**Document extract**

In many automotive subsystems, there are opportunities to integrate power control and power switch functions. However, the high power levels involved often don't lend themselves to development of monolithic solutions where control circuitry and power discretes are built on the same die. Recognizing this situation, semiconductor developers are crafting multi-die designs that provide a high degree of functional integration without the performance and cost penalties inflicted by monolithic approaches.
Although in the past multi-die devices were routinely referred to as multi-chip modules (MCMs), vendors today shy away from that description. In part, this may be because advanced surface-mount IC packaging makes the new multi-die components almost indistinguishable from monolithic ICs and less like MCMs of the past.
One vendor taking the multi-die approach is Fairchild Semiconductor, which introduced its Smart Power Switch technology at the recent Convergence conference in Detroit.

**About this exercise**
In the passage on multi-die automotive power devices, rewrite the text between "Although in the" and "of the past.", inclusive, changing "vendors" to "suppliers".

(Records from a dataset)
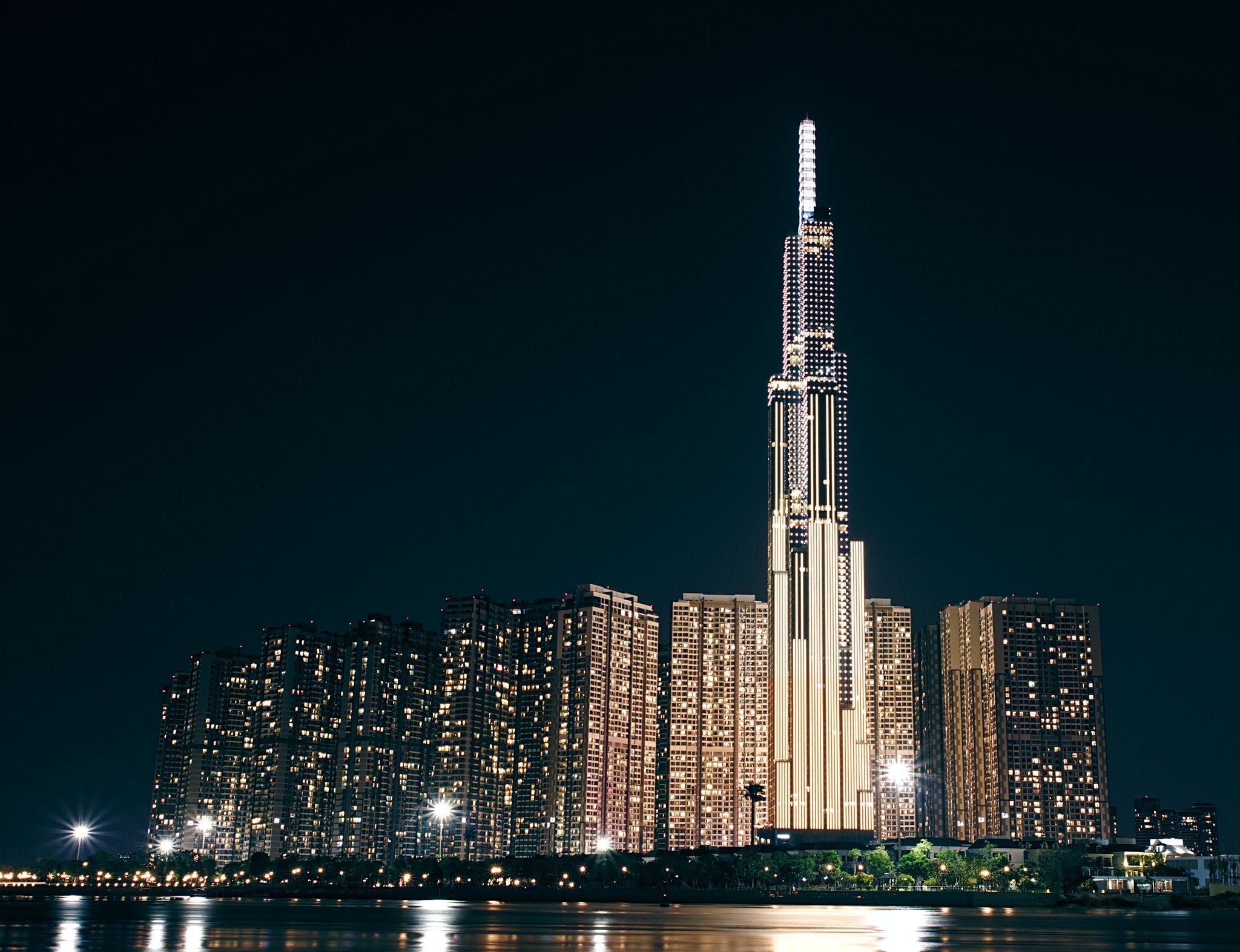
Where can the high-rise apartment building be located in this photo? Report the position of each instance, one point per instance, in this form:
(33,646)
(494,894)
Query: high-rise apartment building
(168,800)
(1198,827)
(928,776)
(422,678)
(820,772)
(220,747)
(889,704)
(536,638)
(716,715)
(381,764)
(297,716)
(1024,730)
(475,726)
(608,646)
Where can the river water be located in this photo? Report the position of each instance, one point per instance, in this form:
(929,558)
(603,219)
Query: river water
(71,922)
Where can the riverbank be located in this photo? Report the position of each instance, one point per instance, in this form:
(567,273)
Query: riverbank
(929,899)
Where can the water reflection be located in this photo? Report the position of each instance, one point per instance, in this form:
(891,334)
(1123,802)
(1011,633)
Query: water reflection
(156,937)
(67,936)
(72,925)
(435,919)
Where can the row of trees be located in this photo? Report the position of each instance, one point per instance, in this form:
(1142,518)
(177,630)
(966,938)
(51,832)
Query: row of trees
(1058,870)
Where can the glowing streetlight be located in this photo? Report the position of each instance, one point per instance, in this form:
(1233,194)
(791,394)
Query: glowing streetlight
(441,810)
(81,832)
(899,775)
(205,826)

**Solution for this problem**
Although in the past multi-die devices were routinely referred to as multi-chip modules (MCMs), suppliers today shy away from that description. In part, this may be because advanced surface-mount IC packaging makes the new multi-die components almost indistinguishable from monolithic ICs and less like MCMs of the past.